- _TASKS TO CARRY OUT_:
1. According to the bloodworm article, what percentage of the worm's teeth is copper?
2. Summarize the bloodworm article in two sentences.
3. Pick up the bloodworm article after its last sentence and continue it.

The bloodworm displaying its four lethal copper fangs (Pic. Courtesy livescience.com)

When we see a devious villain in a film or read about a giant in a fairy tale with teeth that are made of hard metal like copper or iron, we take it as a part of fantasy. That doesn’t hold true anymore as a report in livescience.com mentions that a new study has revealed that a venomous bloodworm species has peculiar and lethal teeth that are made of metal!

The scientists have discovered that it is a simple single protein that helps these worms to convert seafloor bottom copper deposits into frightening fangs.

These worms which are also known as Glycera dibranchiate are bright-red in colour and segmented and can grow up to 14 inches. What makes them deadly are their teeth which are like needles and 0.08 inch long. These are formed with a mixture of melanin, protein and copper which is 10 per cent – highest in any animal!

Living in muddy lands covered and uncovered by tides, these creatures’ tunnel into the sand and strike at the prey – anything and everything they are able to swallow – by ambush. On reaching the victim at a striking distance, the worm upturns its digestive system, including its teeth and uses its stomach like a torpedo.

Once in contact, the worm’s jaws clamp on the prey to inject it with a lethal mix of 32 toxins thereby incapacitating it and eats it alive.

- _AVAILABLE DATA_:

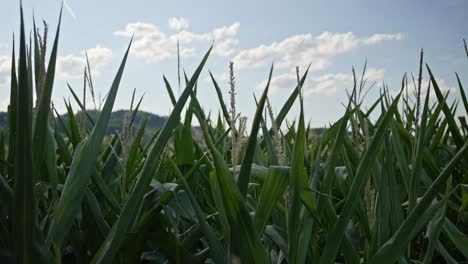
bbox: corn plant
[0,4,468,263]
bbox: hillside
[0,110,167,139]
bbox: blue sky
[0,0,468,126]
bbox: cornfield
[0,4,468,263]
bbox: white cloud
[234,32,403,71]
[418,78,458,98]
[0,43,8,51]
[57,45,112,79]
[0,55,11,85]
[257,68,385,96]
[114,21,240,62]
[167,17,189,31]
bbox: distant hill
[0,110,167,139]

- _SOLVED PROBLEMS_:
1. The teeth are 10 percent copper, the highest in any animal.

2. A new study reported by livescience.com found that the venomous bloodworm Glycera dibranchiate uses a single protein to turn copper from the seafloor into needle-like fangs made of melanin, protein and 10 percent copper, the highest share in any animal. The worm tunnels into sand in tidal mudlands, ambushes prey by turning its digestive system and teeth outward, and clamps onto the victim to inject 32 toxins before eating it alive.

3.
Talking about these fatal predators, Herbert Waite, the study’s co-author in a statement said: "These are very disagreeable worms in that they are ill-tempered and easily provoked. When they encounter another worm, they usually fight using their copper jaws as weapons."

Waite is a biochemist at University of California, Santa Barbara.

The copper teeth which last for five years – the lifespan of the worm — grow by harvesting the metal from marine sediments on the seafloor.

Earlier how the copper was fused to the jaws was unknown and therefore never documented but now this study has unveiled how it is done.

The whole process starts with the worms producing an amino acid DOPA or dihydroxyphenylalanine, using which they collect the copper from the seafloor into a liquid that is thick and rich in protein. The copper is then used by the worms as a catalyst to change DOPA into melanin.

Melanin is a polymer which unites with copper to bring into being four teeth which are needle sharp inside the jaw of the creature.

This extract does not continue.